TASK STATEMENT: Write the whole listing out again, word for word.

TASK INPUTS:

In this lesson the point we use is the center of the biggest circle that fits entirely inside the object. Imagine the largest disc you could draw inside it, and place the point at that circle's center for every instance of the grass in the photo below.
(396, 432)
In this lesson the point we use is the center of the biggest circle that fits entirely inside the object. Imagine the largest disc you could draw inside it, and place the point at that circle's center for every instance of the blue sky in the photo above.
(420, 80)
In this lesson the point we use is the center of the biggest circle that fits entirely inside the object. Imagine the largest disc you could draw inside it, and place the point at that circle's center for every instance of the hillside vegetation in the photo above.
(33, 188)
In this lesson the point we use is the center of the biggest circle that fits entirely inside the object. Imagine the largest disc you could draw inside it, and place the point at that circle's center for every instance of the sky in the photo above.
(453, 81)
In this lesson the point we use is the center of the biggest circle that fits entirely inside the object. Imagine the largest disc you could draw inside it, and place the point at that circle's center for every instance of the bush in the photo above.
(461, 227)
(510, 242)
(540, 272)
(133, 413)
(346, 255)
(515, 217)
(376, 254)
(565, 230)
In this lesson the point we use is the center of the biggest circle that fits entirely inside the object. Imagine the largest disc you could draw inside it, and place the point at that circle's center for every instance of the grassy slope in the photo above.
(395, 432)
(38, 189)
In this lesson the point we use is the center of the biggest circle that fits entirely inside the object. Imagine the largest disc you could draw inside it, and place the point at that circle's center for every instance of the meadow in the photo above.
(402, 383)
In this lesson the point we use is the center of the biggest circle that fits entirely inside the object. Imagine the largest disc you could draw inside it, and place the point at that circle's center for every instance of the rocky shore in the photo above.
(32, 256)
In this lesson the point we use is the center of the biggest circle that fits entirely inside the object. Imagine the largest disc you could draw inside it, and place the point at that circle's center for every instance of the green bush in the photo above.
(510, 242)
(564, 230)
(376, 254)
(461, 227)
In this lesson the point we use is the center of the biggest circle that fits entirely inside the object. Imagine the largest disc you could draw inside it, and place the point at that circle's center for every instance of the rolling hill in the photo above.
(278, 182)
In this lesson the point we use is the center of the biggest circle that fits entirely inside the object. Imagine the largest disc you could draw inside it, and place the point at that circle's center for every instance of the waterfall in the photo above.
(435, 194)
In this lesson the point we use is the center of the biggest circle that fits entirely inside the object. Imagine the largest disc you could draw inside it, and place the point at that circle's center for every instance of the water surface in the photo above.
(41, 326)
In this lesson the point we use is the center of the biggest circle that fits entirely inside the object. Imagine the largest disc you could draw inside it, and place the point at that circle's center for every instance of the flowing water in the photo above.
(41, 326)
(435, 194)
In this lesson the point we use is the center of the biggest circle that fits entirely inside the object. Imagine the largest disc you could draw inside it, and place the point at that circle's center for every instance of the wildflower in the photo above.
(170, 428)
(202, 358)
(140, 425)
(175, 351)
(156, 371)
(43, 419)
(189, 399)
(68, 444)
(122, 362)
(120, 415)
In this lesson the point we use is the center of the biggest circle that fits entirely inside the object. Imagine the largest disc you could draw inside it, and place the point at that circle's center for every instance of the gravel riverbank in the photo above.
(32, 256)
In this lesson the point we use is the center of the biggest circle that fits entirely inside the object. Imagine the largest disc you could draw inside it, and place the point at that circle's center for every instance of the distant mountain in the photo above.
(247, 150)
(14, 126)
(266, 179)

ANSWER FOR THIS EXERCISE:
In this lesson the point we use is the center of the biggest circle that fits entirely inside the object. Imagine the largest disc you could draw inside it, and place the point at that circle's center for every instance of the grass in the photo below.
(396, 432)
In this lesson the point we use is the center of the biggest circle that fits entirely inside the object. Imagine the largest disc you could draw inside it, and place the point at that circle's center for every instance of the blue sky in the photo above.
(420, 80)
In this lesson the point we use is the center of the biggest circle that fits entirely inside the object. Imagine the largest disc you could draw inside it, and place the point at that circle's center for every instance of the hillside vegetation in the photo above.
(33, 188)
In this lesson the point we use is the center of the biggest circle that fits entirely inside the object. Imagine the largest disc you could draw inside it, and place the point at that circle's center for every instance of the sky in the photo above.
(453, 81)
In this lesson the point we use is the center of the biggest circle that fits entirely inside the object. Imagine the largest disc you could draw inside it, and place the point at that circle's center for every instance of the bush in the photo above.
(461, 227)
(510, 242)
(540, 272)
(133, 413)
(346, 255)
(515, 217)
(376, 254)
(565, 230)
In this lesson the point we use is the center of the biggest circle that fits entirely inside the object. Imagine the largest disc you could draw inside it, and place the point at that circle's center for every instance of the grassy slope in the photo above.
(395, 432)
(38, 189)
In this lesson the point we use is the center of the biggest circle that fits entirely inside the object. Imagine the largest disc you could draw inside it, and place the point at that circle's center for every instance of the meadow in the photo above.
(402, 383)
In this lesson the point we use is the center of the biggest circle that fits entirely inside the object. Imagine the largest disc you could draw inside it, and place the point at that circle's center for every instance of the rocky shore in the photo above.
(32, 256)
In this lesson the point we use is the center of the biggest circle that fits entirely inside the object. Imagine the largest disc you could draw inside it, and place the point at that circle's center for every instance of the green bush in the photo above.
(510, 242)
(564, 230)
(376, 254)
(461, 227)
In this lesson the point we use is the center of the biggest circle that fits entirely inside the object. Imagine the largest disc you could draw inside it, and place the point at that circle's center for every instance of the rolling hill in the photo above.
(278, 182)
In this lesson the point we use is the center of the biggest circle that fits entirely inside the object. Imagine the largest disc you could draw inside it, and place the point at that circle's center for every instance of the waterfall in the photo above.
(435, 194)
In this lesson the point we use is the center of the biggest circle that fits entirely inside the object. Imagine the largest disc you could draw inside it, and place the point at that circle's center for every instance of the water surface in the photo above.
(41, 326)
In this lesson the point we use is the center of the biggest circle that fits entirely inside the object. Imagine the largest disc you could draw inside it, and place the point at that circle's center for every instance of the flowing water in the photo above.
(41, 326)
(435, 194)
In this lesson the point we use is the center of the biggest circle that fits entirely inside the object. Imagine the largest disc you could draw inside it, and place the point at that circle's center for every instance of the wildflower in the photo above.
(170, 428)
(202, 358)
(140, 425)
(175, 351)
(156, 371)
(43, 419)
(189, 399)
(68, 444)
(122, 362)
(120, 415)
In this lesson the point we use is the center of the biggest circle that fits entirely inside the object. Imagine the largest disc you could draw inside it, and place the point at that circle's center for every instance of the gravel riverbank in the photo above.
(32, 256)
In this lesson the point we use is the center of the biggest circle that fits entirely inside the object. Imagine the largest disc you could draw inside it, and place the point at that circle's center for every instance of the distant mountain in the photo above.
(247, 150)
(14, 126)
(266, 179)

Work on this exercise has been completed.